What is asked:
**A)** In the passage on internal waves in the Sea of Japan, what keeps the InIRA images from fully describing the wave characteristics there?
**B)** Rename "bounding-box fields" to "coordinate fields" in the entries, from their start through the line containing "xmin=489 ymin=715 xmax=504 ymax=747", and return those lines with nothing else changed.

In addition, 78 InIRA L2 images of ISWs in the Sea of Japan were acquired and processed; then, the crest lines of the ISWs were extracted, and whether these data can be used to further analyze the spatial distribution characteristics of ISWs was explored. Figure 4 shows the spatial distribution characteristics of the ISWs in the Sea of Japan. The red solid lines in Figure 4 delineate the crest lines of the ISWs extracted from the InIRA images, while the gray solid lines signify ISWs obtained from Moderate Resolution Imaging Spectroradiometer (MODIS) images from 2015 to 2019. The water depth data are from ETOPO1. An analysis of the MODIS results shows that the ISWs in the Sea of Japan are distributed mainly in the deep-sea basin and the Tsushima Strait on the northeast side of Jeju Island. In addition, the ISWs in this sea area exhibit very complex structural features, with many sources and multidirectional propagation paths. The lengths of the crest lines of the leading ISWs vary from a few kilometers to a hundred kilometers. The spatial distribution of InIRA-imaged ISWs in the Sea of Japan conforms to the same characteristics as those obtained by MODIS. The spatial scale of these ISWs is small, and their propagation directions intersect. Conversely, the locations at which these ISWs mainly occur are consistent with the MODIS results. However, due to the download limit on InIRA data, it is impossible to fully describe the characteristics of ISWs in this area. Nevertheless, these analyses demonstrate the potential of InIRA in obtaining surface information from ISWs.

Given information:
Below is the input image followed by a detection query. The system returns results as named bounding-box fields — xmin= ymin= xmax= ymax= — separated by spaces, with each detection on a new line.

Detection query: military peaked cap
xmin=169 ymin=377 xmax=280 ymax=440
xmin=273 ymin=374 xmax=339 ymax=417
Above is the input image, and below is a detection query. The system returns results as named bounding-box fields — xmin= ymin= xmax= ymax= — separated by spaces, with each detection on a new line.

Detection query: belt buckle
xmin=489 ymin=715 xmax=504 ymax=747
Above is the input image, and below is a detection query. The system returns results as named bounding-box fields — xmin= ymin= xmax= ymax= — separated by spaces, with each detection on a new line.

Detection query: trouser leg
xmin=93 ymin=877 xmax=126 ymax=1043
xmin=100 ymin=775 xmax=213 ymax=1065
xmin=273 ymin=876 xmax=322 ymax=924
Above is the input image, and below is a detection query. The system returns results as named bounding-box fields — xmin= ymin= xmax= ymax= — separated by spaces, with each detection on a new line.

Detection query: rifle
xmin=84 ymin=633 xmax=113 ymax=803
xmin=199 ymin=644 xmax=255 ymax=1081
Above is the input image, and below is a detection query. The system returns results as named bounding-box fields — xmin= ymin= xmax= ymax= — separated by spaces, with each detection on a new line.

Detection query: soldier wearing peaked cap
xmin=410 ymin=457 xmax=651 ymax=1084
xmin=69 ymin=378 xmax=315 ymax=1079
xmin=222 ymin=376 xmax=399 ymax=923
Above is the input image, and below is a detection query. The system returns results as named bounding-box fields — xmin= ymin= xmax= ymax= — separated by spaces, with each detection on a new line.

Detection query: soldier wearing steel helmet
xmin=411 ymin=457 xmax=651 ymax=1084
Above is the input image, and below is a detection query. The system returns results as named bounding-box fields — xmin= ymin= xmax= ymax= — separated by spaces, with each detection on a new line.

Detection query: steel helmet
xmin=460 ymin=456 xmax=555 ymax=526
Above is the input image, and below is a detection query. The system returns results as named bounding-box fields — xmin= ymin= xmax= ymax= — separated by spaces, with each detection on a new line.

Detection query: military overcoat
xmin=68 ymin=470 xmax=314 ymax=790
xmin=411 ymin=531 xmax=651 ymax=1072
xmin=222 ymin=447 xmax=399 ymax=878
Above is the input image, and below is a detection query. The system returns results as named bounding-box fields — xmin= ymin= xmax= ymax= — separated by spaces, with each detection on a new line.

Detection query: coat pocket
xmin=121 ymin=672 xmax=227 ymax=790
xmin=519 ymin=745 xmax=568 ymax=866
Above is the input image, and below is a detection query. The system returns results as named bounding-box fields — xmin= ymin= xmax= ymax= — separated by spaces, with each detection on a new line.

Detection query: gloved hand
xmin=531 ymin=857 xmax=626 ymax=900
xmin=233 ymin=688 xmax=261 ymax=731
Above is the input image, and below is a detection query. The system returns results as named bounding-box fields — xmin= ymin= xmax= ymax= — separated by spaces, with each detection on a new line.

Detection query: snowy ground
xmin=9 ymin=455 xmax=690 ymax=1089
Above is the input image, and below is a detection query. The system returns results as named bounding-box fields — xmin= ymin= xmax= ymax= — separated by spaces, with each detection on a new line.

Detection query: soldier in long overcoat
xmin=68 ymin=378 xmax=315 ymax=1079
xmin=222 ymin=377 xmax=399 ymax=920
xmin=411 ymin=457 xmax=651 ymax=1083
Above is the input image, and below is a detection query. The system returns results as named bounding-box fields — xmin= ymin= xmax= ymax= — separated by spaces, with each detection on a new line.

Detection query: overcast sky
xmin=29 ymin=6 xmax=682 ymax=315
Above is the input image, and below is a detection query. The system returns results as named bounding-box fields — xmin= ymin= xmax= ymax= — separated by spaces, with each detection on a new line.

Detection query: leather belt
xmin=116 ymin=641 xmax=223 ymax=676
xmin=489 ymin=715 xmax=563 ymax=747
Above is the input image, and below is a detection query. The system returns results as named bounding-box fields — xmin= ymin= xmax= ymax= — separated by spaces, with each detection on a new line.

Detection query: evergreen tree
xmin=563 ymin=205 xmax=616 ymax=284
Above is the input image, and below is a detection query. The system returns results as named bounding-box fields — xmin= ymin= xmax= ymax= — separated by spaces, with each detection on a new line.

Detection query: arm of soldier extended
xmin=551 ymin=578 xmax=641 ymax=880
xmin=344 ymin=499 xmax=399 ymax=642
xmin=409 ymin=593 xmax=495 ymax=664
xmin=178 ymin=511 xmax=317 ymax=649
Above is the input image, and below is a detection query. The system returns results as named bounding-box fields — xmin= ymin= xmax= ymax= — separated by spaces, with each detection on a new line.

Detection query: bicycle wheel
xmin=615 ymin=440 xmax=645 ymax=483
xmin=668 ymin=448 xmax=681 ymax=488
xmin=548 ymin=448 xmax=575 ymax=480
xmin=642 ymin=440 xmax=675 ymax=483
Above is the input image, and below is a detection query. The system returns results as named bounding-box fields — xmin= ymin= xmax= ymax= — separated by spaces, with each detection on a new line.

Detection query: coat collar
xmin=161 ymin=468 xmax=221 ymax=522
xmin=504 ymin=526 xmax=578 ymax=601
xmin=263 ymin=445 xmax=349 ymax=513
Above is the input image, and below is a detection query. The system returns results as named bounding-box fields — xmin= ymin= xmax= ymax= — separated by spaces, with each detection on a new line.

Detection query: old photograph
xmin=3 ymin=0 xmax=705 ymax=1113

Task responses:
**A)** A download limit on InIRA data prevents them from fully describing the characteristics of ISWs in that area.

**B)**
Below is the input image followed by a detection query. The system returns results as named coordinate fields — xmin= ymin= xmax= ymax= — separated by spaces, with each detection on a new line.

Detection query: military peaked cap
xmin=169 ymin=377 xmax=280 ymax=440
xmin=273 ymin=374 xmax=339 ymax=417
Above is the input image, and below is a detection query. The system returns results as named coordinate fields — xmin= ymin= xmax= ymax= — separated by spaces, with each detection on a new line.

Detection query: belt buckle
xmin=489 ymin=715 xmax=504 ymax=747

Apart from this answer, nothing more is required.